* **DO THIS**
Rewrite the data from its beginning through the line containing "(1000, 373)", swapping "vehicle tire" for "car tire" and leaving everything else unchanged. Omit the pictures.

Records in a dataset
[Begin]
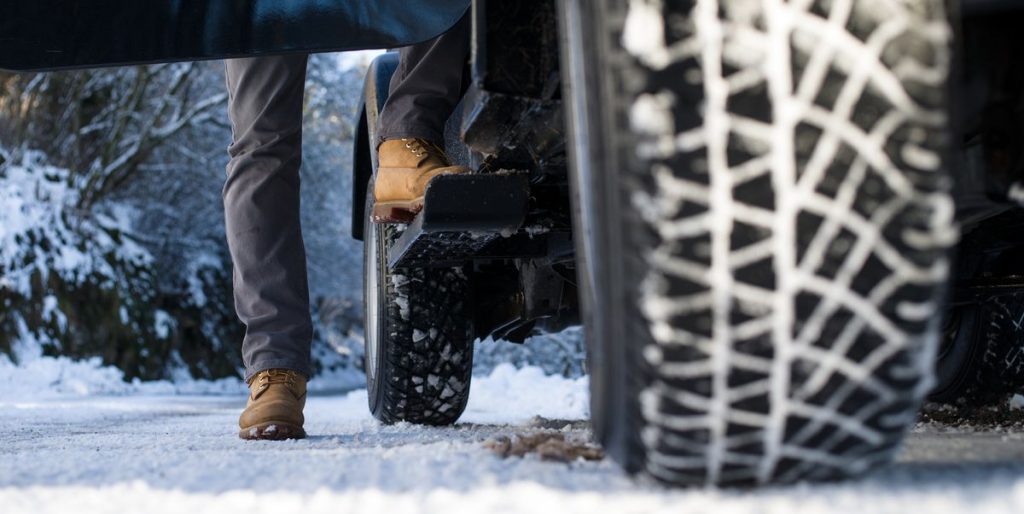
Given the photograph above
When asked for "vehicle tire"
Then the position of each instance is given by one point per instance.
(956, 367)
(984, 363)
(762, 265)
(419, 343)
(1000, 373)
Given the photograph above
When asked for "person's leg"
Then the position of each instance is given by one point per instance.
(426, 87)
(424, 90)
(261, 210)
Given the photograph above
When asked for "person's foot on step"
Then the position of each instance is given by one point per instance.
(406, 167)
(274, 408)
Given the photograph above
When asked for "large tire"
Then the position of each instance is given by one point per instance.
(762, 264)
(982, 359)
(419, 343)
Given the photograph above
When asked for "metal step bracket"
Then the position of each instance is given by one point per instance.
(462, 214)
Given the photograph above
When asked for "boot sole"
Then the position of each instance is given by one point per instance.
(272, 430)
(396, 212)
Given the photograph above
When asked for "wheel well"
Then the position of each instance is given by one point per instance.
(363, 169)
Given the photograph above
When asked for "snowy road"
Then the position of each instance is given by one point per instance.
(179, 454)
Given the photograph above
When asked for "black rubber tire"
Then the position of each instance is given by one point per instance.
(419, 356)
(956, 366)
(991, 370)
(715, 358)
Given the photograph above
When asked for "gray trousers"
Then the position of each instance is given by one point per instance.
(261, 194)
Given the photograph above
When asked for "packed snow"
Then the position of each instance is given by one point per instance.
(75, 437)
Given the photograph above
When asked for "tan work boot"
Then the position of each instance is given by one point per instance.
(406, 167)
(274, 408)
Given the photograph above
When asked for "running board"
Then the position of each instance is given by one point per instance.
(463, 216)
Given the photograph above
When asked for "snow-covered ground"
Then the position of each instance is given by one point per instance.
(135, 451)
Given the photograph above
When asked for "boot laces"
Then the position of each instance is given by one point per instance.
(276, 377)
(422, 147)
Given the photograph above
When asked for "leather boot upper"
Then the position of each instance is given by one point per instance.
(406, 167)
(275, 396)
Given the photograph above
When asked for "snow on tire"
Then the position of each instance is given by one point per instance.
(780, 217)
(419, 355)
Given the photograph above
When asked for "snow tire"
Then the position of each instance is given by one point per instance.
(764, 221)
(419, 355)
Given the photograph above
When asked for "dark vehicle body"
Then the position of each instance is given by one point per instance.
(520, 231)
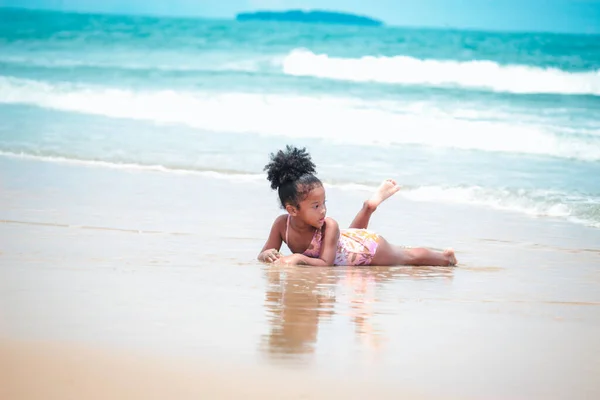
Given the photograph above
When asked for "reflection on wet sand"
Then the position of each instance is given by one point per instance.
(298, 299)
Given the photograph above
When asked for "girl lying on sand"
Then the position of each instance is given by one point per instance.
(316, 239)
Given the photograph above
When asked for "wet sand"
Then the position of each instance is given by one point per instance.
(135, 281)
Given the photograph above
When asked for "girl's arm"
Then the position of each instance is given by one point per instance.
(270, 251)
(328, 249)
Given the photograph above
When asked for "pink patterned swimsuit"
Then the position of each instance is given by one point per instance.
(355, 246)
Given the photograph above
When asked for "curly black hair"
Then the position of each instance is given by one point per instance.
(292, 173)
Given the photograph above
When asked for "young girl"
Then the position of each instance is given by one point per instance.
(316, 239)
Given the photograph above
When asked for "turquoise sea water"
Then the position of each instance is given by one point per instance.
(502, 120)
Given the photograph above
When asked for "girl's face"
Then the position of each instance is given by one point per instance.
(312, 209)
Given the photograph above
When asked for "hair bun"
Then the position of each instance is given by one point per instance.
(289, 165)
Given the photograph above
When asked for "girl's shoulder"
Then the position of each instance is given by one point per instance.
(281, 223)
(331, 223)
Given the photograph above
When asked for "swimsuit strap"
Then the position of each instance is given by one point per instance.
(287, 228)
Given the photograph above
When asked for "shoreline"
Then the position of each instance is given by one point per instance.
(165, 266)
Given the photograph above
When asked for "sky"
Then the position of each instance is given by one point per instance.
(572, 16)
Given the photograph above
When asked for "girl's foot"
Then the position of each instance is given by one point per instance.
(449, 253)
(388, 188)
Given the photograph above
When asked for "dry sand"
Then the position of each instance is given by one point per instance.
(144, 285)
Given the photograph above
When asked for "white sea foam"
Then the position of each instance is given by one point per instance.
(477, 74)
(336, 119)
(537, 203)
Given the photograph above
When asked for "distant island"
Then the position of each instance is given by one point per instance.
(327, 17)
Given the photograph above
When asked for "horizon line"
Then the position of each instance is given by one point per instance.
(232, 18)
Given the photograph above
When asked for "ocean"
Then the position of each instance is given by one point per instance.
(509, 121)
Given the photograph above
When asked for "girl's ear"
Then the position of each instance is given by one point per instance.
(293, 211)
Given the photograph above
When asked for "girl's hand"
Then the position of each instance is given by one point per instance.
(269, 256)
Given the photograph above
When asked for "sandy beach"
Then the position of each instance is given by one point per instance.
(134, 284)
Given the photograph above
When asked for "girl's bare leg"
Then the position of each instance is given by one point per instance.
(388, 254)
(385, 190)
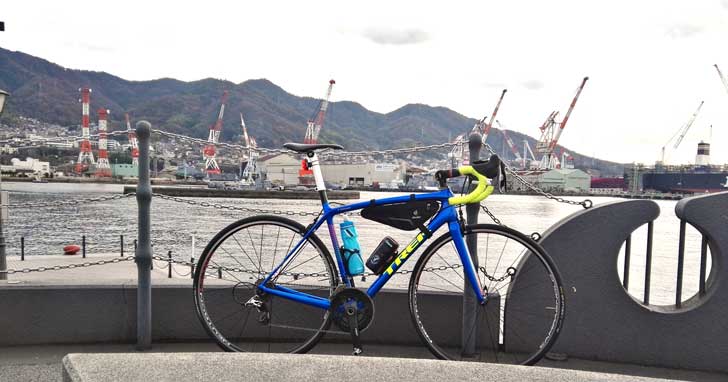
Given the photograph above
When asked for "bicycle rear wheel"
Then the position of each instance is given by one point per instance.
(237, 260)
(524, 307)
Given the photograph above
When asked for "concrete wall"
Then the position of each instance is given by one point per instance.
(107, 313)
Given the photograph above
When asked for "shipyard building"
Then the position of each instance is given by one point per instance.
(283, 169)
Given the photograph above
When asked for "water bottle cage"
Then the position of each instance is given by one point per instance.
(346, 252)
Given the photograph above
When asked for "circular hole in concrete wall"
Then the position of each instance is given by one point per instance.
(664, 266)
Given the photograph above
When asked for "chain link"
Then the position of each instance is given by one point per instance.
(233, 208)
(586, 203)
(327, 153)
(33, 141)
(68, 266)
(72, 202)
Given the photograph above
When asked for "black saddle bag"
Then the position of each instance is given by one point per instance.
(408, 216)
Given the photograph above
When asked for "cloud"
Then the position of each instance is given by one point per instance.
(683, 31)
(532, 84)
(391, 36)
(494, 85)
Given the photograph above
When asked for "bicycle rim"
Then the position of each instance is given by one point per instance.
(524, 309)
(232, 265)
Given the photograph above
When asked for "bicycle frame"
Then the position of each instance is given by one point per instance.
(446, 215)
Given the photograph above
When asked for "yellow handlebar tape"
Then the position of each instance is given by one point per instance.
(481, 191)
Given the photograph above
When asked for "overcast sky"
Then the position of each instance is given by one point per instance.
(650, 63)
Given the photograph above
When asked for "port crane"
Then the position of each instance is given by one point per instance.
(132, 141)
(313, 128)
(457, 154)
(248, 174)
(509, 142)
(316, 122)
(551, 132)
(722, 77)
(526, 151)
(210, 151)
(682, 131)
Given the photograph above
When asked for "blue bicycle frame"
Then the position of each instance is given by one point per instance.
(446, 215)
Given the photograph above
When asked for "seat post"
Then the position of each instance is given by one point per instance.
(315, 166)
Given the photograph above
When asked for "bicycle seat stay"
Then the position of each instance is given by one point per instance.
(308, 147)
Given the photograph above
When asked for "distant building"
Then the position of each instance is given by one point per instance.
(29, 166)
(124, 170)
(283, 169)
(7, 149)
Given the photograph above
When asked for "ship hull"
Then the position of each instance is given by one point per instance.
(686, 182)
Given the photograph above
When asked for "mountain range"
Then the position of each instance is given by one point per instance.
(48, 92)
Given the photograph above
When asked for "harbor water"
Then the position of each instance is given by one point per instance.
(174, 225)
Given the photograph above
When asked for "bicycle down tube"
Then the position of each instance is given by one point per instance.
(445, 215)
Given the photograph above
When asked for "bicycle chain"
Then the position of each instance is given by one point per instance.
(233, 208)
(586, 203)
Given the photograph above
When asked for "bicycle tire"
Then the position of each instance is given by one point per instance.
(512, 341)
(219, 269)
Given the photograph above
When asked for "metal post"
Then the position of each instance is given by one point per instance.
(143, 257)
(3, 259)
(703, 258)
(680, 261)
(648, 262)
(3, 196)
(471, 309)
(627, 255)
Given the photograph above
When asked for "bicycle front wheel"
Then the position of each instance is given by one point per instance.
(237, 260)
(524, 306)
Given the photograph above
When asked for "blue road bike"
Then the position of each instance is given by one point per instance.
(479, 292)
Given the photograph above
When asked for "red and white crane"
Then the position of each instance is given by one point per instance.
(247, 176)
(210, 151)
(85, 156)
(526, 151)
(509, 142)
(316, 122)
(103, 169)
(682, 131)
(133, 142)
(551, 132)
(313, 128)
(722, 77)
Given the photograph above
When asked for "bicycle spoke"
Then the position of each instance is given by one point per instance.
(234, 325)
(525, 315)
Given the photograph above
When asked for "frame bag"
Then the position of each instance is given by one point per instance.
(408, 216)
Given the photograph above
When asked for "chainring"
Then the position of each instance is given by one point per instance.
(343, 298)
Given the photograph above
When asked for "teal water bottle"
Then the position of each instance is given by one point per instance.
(351, 250)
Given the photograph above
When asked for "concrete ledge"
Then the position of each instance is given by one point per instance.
(303, 367)
(55, 314)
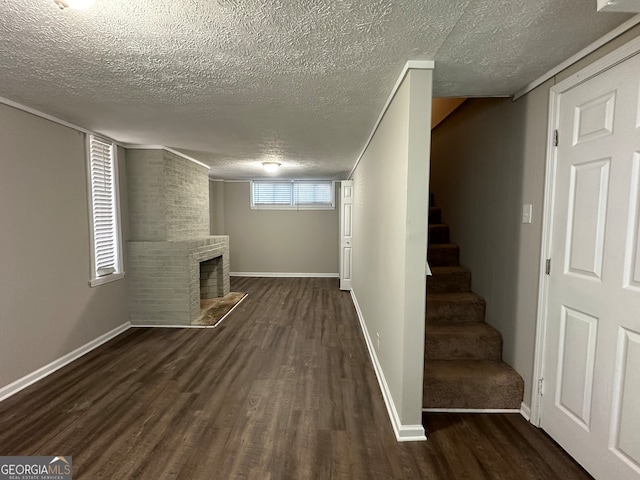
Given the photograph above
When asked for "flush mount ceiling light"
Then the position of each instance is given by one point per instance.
(77, 4)
(271, 166)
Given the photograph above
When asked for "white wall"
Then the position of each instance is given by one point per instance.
(47, 308)
(276, 241)
(390, 241)
(488, 159)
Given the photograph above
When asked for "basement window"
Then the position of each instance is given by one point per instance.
(293, 194)
(106, 245)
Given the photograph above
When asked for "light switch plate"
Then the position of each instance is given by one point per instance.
(527, 211)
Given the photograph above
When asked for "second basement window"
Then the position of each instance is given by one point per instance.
(293, 195)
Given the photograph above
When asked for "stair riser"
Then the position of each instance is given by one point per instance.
(442, 257)
(440, 313)
(455, 347)
(449, 282)
(438, 234)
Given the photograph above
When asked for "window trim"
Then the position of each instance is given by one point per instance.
(293, 205)
(96, 279)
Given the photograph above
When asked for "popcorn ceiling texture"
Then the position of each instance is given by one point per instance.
(237, 82)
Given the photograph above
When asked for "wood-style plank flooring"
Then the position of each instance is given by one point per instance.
(283, 389)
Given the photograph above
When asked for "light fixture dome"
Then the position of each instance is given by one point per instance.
(77, 4)
(271, 166)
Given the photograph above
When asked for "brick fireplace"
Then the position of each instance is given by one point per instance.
(171, 249)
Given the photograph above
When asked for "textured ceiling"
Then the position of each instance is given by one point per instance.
(236, 82)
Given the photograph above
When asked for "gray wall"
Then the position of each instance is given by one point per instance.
(216, 207)
(390, 241)
(168, 197)
(47, 308)
(277, 241)
(488, 159)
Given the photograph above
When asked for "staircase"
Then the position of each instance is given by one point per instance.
(463, 354)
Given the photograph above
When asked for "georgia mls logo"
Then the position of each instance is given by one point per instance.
(63, 463)
(36, 468)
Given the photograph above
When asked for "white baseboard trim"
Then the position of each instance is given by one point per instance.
(284, 275)
(471, 410)
(404, 433)
(153, 325)
(27, 380)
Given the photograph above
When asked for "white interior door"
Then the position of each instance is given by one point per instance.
(346, 233)
(591, 399)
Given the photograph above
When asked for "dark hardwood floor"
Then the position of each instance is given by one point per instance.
(284, 389)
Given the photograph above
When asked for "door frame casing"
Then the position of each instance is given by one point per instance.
(624, 52)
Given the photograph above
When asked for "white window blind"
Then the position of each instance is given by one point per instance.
(105, 232)
(292, 194)
(313, 193)
(272, 193)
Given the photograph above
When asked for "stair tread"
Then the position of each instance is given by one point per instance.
(439, 246)
(474, 341)
(456, 297)
(445, 269)
(467, 329)
(472, 370)
(471, 384)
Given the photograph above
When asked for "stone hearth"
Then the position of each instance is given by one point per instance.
(170, 238)
(164, 285)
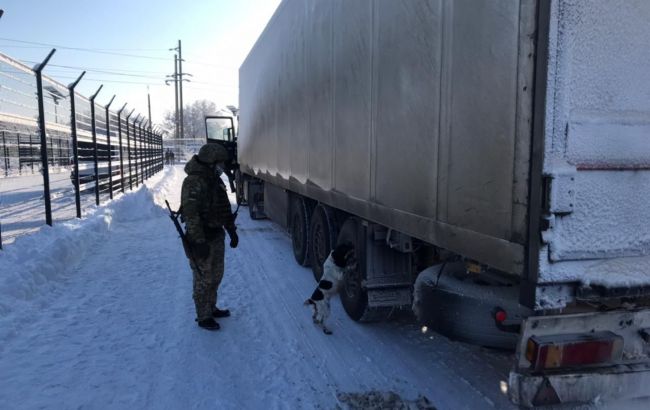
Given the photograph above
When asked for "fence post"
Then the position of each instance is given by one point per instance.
(75, 153)
(110, 151)
(119, 138)
(135, 148)
(128, 146)
(143, 153)
(4, 148)
(41, 123)
(94, 133)
(147, 134)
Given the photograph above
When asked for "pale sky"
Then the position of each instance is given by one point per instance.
(216, 36)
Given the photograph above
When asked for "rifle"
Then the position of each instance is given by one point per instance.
(186, 243)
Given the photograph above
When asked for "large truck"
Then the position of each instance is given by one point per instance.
(488, 160)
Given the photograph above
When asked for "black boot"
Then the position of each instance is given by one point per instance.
(216, 312)
(209, 324)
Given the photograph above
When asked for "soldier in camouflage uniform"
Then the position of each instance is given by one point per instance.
(206, 211)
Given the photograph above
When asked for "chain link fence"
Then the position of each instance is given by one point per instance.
(61, 153)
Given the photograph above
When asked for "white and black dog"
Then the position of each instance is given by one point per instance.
(329, 284)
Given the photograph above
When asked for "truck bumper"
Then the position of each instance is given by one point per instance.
(626, 377)
(620, 382)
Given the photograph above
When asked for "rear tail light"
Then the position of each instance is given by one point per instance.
(574, 350)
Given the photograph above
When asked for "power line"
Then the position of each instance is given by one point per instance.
(88, 50)
(107, 51)
(118, 70)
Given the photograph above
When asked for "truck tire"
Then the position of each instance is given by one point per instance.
(239, 188)
(323, 231)
(254, 197)
(353, 296)
(300, 220)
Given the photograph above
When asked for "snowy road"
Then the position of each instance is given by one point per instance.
(116, 329)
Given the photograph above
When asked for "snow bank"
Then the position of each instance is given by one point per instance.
(33, 263)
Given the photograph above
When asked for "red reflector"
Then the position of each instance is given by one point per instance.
(559, 351)
(500, 316)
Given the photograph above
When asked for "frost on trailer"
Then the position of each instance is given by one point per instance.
(497, 149)
(597, 150)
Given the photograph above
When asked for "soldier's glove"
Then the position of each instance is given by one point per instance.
(201, 249)
(234, 239)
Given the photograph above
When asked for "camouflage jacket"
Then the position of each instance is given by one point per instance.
(205, 205)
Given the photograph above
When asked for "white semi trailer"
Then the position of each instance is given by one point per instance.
(488, 160)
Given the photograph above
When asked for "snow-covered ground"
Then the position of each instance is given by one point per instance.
(98, 313)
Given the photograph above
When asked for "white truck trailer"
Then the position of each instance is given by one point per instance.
(489, 161)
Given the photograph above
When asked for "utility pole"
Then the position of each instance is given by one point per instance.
(178, 82)
(180, 85)
(149, 105)
(175, 77)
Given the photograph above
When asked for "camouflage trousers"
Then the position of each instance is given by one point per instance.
(206, 278)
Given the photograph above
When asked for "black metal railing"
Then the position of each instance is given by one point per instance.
(59, 149)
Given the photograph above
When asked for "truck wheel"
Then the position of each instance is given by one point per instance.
(239, 188)
(255, 196)
(353, 296)
(299, 225)
(323, 232)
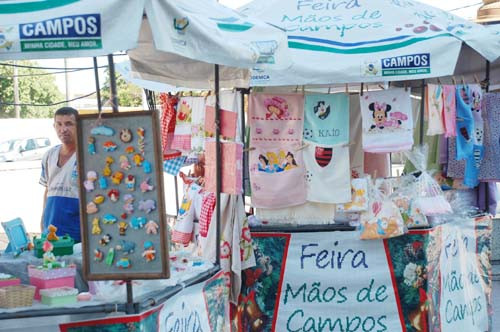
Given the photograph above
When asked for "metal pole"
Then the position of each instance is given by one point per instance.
(422, 110)
(218, 167)
(112, 83)
(97, 86)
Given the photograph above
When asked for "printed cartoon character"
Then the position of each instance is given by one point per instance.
(380, 111)
(125, 135)
(184, 112)
(91, 145)
(322, 110)
(277, 108)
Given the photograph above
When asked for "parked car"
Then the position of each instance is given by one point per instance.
(24, 149)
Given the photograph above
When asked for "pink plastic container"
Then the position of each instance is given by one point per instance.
(51, 278)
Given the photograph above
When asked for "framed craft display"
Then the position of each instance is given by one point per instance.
(121, 196)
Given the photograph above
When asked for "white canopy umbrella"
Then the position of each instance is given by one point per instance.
(368, 41)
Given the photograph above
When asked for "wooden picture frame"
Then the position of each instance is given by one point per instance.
(124, 220)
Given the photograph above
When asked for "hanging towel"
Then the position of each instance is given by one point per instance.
(276, 118)
(168, 115)
(450, 111)
(277, 175)
(328, 174)
(465, 123)
(434, 109)
(387, 120)
(232, 167)
(327, 118)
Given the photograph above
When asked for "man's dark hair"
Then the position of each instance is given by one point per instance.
(66, 111)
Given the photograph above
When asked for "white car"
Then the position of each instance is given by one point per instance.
(24, 149)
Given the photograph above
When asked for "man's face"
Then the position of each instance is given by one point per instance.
(65, 126)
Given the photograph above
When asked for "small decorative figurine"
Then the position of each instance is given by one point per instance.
(147, 205)
(149, 252)
(89, 183)
(96, 229)
(124, 164)
(98, 255)
(51, 236)
(99, 199)
(109, 146)
(138, 222)
(105, 240)
(122, 228)
(92, 208)
(103, 183)
(125, 135)
(109, 219)
(123, 263)
(138, 159)
(127, 247)
(117, 177)
(91, 145)
(128, 206)
(130, 182)
(110, 257)
(102, 130)
(145, 186)
(151, 227)
(146, 166)
(114, 195)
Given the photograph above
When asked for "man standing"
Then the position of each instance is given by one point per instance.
(60, 177)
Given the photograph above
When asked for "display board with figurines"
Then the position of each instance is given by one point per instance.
(121, 196)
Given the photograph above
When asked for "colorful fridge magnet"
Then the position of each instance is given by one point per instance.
(147, 205)
(109, 146)
(109, 219)
(124, 163)
(103, 131)
(99, 199)
(114, 195)
(151, 227)
(89, 183)
(123, 263)
(145, 186)
(122, 228)
(149, 252)
(137, 222)
(146, 166)
(128, 206)
(138, 159)
(110, 257)
(92, 208)
(91, 145)
(98, 255)
(96, 229)
(103, 183)
(117, 177)
(127, 247)
(125, 135)
(105, 240)
(130, 182)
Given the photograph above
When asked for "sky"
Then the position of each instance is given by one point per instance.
(82, 82)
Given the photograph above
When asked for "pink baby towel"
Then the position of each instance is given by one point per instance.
(277, 175)
(276, 118)
(387, 120)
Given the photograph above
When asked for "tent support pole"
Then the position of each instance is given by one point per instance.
(218, 167)
(112, 83)
(97, 86)
(422, 110)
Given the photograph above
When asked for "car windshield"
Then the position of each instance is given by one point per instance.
(7, 146)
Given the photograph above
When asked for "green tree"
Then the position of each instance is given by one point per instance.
(35, 89)
(129, 95)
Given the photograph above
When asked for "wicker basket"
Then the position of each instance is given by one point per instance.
(17, 296)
[End]
* **WRITTEN SOLUTION**
Given the photograph above
When asked for "car tire"
Then the position of each instance is given by one point per instance.
(956, 367)
(984, 363)
(762, 265)
(419, 343)
(1000, 373)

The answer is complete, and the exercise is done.